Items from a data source
--------------------------------------------------
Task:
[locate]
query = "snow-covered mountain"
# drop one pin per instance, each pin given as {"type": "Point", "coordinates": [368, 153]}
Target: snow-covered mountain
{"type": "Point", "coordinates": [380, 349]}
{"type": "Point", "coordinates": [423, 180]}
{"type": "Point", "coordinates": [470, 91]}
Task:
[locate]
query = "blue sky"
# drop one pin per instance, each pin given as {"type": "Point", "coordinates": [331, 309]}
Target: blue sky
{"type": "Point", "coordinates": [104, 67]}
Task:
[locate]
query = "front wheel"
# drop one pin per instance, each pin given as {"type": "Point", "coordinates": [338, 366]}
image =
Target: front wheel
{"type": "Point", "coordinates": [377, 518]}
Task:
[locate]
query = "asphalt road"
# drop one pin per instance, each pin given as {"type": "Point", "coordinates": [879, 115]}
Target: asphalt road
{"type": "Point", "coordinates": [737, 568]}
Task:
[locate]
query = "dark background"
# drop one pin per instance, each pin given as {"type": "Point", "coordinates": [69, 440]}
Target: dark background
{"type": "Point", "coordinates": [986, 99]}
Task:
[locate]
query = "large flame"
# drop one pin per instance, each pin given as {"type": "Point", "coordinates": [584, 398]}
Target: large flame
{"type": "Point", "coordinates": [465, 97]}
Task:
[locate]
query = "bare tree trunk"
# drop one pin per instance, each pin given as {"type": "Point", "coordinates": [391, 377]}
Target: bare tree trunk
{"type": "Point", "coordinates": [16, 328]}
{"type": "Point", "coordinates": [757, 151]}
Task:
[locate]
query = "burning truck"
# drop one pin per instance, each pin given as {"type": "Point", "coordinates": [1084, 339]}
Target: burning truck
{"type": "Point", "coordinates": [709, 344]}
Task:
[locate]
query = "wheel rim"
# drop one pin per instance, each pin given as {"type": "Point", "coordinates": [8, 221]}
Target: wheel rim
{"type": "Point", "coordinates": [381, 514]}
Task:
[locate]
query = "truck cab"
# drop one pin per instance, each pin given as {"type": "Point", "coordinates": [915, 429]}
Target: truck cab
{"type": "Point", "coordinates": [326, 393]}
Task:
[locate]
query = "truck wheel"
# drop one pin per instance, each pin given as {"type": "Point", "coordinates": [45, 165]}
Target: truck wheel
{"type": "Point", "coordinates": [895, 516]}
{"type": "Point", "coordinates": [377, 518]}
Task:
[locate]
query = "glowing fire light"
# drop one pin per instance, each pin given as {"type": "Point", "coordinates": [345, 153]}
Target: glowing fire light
--------------------------------------------------
WHAT NEEDS TO BE DONE — Count the lines in the material above that contain the string "burning". Reply with the number alone.

ANSWER TO THIS EXERCISE — 2